Print the listing as it stands, omitting all images.

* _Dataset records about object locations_
---*---

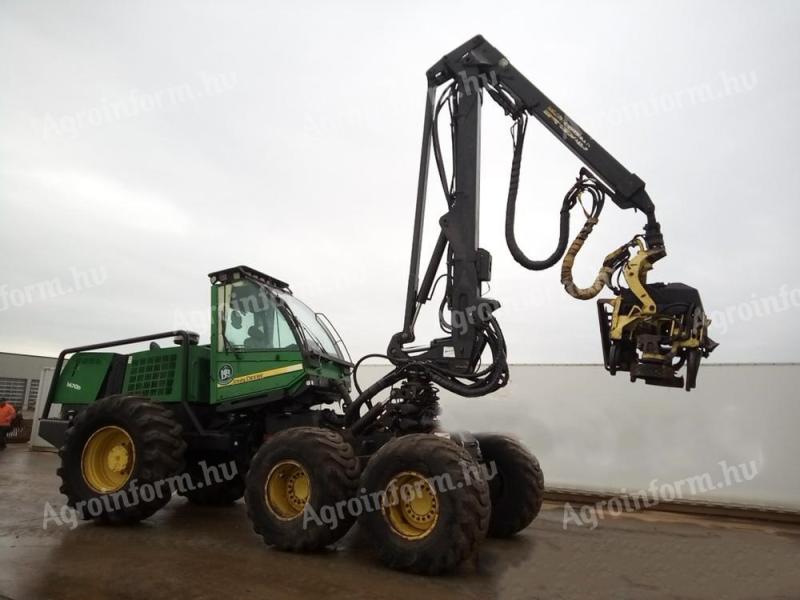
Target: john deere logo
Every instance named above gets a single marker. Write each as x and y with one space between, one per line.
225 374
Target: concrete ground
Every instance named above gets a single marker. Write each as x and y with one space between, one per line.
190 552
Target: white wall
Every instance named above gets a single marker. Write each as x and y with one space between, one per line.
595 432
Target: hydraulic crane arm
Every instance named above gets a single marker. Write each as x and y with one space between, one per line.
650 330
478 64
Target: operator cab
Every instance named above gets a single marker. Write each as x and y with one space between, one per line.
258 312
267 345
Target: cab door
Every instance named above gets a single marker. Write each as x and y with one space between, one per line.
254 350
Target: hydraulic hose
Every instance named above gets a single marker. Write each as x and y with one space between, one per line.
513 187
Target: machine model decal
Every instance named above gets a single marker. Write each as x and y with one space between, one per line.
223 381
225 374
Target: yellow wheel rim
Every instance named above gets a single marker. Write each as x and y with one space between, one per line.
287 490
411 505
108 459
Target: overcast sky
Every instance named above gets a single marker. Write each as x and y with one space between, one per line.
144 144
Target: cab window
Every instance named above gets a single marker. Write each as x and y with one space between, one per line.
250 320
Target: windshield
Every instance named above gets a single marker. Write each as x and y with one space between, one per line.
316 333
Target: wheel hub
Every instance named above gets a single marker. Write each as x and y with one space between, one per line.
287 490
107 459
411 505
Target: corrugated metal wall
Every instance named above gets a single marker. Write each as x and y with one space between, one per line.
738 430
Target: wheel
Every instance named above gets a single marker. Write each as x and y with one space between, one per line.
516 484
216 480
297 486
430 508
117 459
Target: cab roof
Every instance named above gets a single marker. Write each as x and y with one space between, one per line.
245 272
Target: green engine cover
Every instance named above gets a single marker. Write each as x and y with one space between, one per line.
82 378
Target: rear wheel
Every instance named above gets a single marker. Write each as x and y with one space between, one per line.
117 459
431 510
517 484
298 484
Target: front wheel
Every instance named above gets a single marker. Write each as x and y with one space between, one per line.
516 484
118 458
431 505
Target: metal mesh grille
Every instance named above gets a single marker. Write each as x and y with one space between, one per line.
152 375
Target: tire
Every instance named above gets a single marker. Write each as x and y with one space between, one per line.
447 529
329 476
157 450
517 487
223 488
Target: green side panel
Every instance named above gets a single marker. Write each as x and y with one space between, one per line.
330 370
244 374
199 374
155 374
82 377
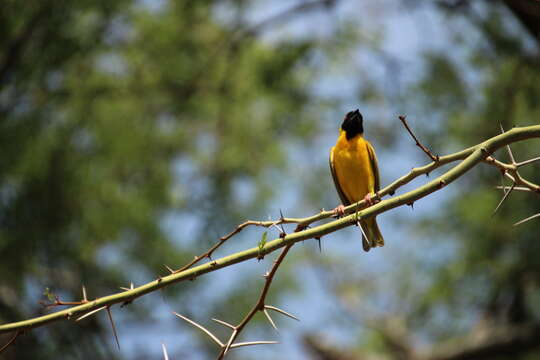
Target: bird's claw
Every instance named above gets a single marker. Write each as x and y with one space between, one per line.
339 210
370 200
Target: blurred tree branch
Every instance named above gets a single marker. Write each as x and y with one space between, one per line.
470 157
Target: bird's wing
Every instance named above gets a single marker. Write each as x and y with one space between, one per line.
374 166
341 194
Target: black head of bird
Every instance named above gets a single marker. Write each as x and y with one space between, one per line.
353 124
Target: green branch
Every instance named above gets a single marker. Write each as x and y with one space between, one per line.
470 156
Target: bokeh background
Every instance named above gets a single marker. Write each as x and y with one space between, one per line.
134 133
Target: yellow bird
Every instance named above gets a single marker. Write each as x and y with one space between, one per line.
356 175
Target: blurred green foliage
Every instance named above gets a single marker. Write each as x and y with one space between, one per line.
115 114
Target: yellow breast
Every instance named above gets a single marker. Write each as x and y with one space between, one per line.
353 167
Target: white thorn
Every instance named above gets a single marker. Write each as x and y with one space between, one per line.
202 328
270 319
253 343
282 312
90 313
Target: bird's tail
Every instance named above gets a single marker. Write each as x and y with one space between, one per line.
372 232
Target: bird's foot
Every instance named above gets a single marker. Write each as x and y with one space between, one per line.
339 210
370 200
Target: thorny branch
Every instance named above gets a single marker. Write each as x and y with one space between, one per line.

---*---

* _Expected output_
Target: john deere logo
Every instance named above gets a single marker. Write each as x and y with one space between, one per line.
225 374
Target: concrete ground
Every instance named above gets a single marker. Write each as x and y with one space between, one per line.
190 552
Target: white wall
Every instance named above gets a single marker. Write each as x and y with one space between, one per line.
595 432
Target: hydraulic crane arm
Every instance named above gets a single marker. Write each as x and y with one space between, one per line.
650 330
478 64
Target: operator cab
Every instance named above gets a single marker. Write each as x and y with one space between, one per line.
258 312
267 345
Target: cab door
Every instance named above gets a single marker. Write each as x and y with one space between, one per line.
254 350
Target: hydraulic hose
Every instance named above gets a single marker. Write each as x and y with one space between, one per line.
513 187
Target: machine model decal
Every instance named above gets a single marker. Write each as x and y with one space between, one per line.
223 381
225 374
Target: yellow wheel rim
Every instance named above gets a single marker. Write each as x and y with one space between, one per line.
287 490
411 505
108 459
Target: overcast sky
Every instance named above gets a single marker. Write each as x and y with one space between, one per line.
144 144
Target: cab window
Every instance named above gets a single marker. Write each as x and y with one space between, one per line.
250 320
Target: windshield
Every instance named above gets a single marker. Write each as x and y with one space between, one per line.
316 333
Target: wheel hub
Every instance named above gets a single marker. Write each as x and y with one space between, one per line.
287 490
107 459
411 505
Target: corrugated metal wall
Every instance named above gets a single marker. Write each as x and y with one space between, one per line.
738 430
Target: wheel
Every instance named above gets a single marker. Write each as x and y with one space between, one per line.
516 484
216 480
297 486
430 508
117 459
Target: cab roof
Every instance named above gets a single marker. Write each as x and y with one space between, one per line.
245 272
Target: green engine cover
Every instance named above gets a single marker. Write each as x and y with one space between, one per line.
82 378
Target: rear wheel
Every instance named above gets a single marker. Write each as x and y with one space between, one per line.
117 459
431 510
517 484
298 484
Target: front wheel
Every instance named above gets a single marker. Write each as x and y with one space between, one per line.
516 484
118 458
431 505
Target: metal mesh grille
Every instance named above gets a single marker. Write each as x and y with one space between, one per line.
152 375
Target: tire
Every instance named above gets a single marker. Write each as x and y with one space between, one per line.
447 529
329 476
157 450
517 487
223 488
Target: green side panel
Every instance named above gets a single marker. Write each as x and y with one space between, one per line.
330 370
244 374
199 374
155 374
82 377
Target: bird's claw
Every instance named above gets a single marker. Write each as x and y with one space between, one per line.
339 210
370 200
Target: blurred tree branch
Every instance named above gets a single marker. Write each as x and y with one space between, one per line.
470 157
Target: bird's wing
Every instance named above gets a single marker. Write each as x and y with one space between, one per line.
374 166
341 194
Target: black head of bird
Every instance named above gets a single marker. Write each as x and y with one space between, one per line.
353 124
Target: green branch
Every instance named above gets a single marker. Write each as x and y with one space between, one per line.
470 156
Target: bokeh background
Every instance named above gets a single marker. Write each as x and y with one space between, one per line.
134 133
Target: yellow bird
Every instance named above gets a single marker. Write each as x and y with one space between, one per line.
356 175
Target: blurred green foliage
Every instance named above gets a single marker. Write each as x and y with one space between, one per line.
115 114
Target: yellow breast
Every instance named above gets a single marker. Write each as x and y with one space between, one per line.
353 167
Target: white thorn
Every instance named above gets a single marker. Write each as x and y with one space between, one per line.
202 328
270 319
253 343
282 312
90 313
Target: bird's tail
Every instance named above gets a single marker. Write each as x and y with one space between, one per line.
372 232
Target: bird's foot
Every instance named above gets a single marker. Write each as x and y with one space between, one per line.
339 210
370 200
Target: thorny branch
Every instance named above gets a single marker. Write each as x and y with one space between, one per line.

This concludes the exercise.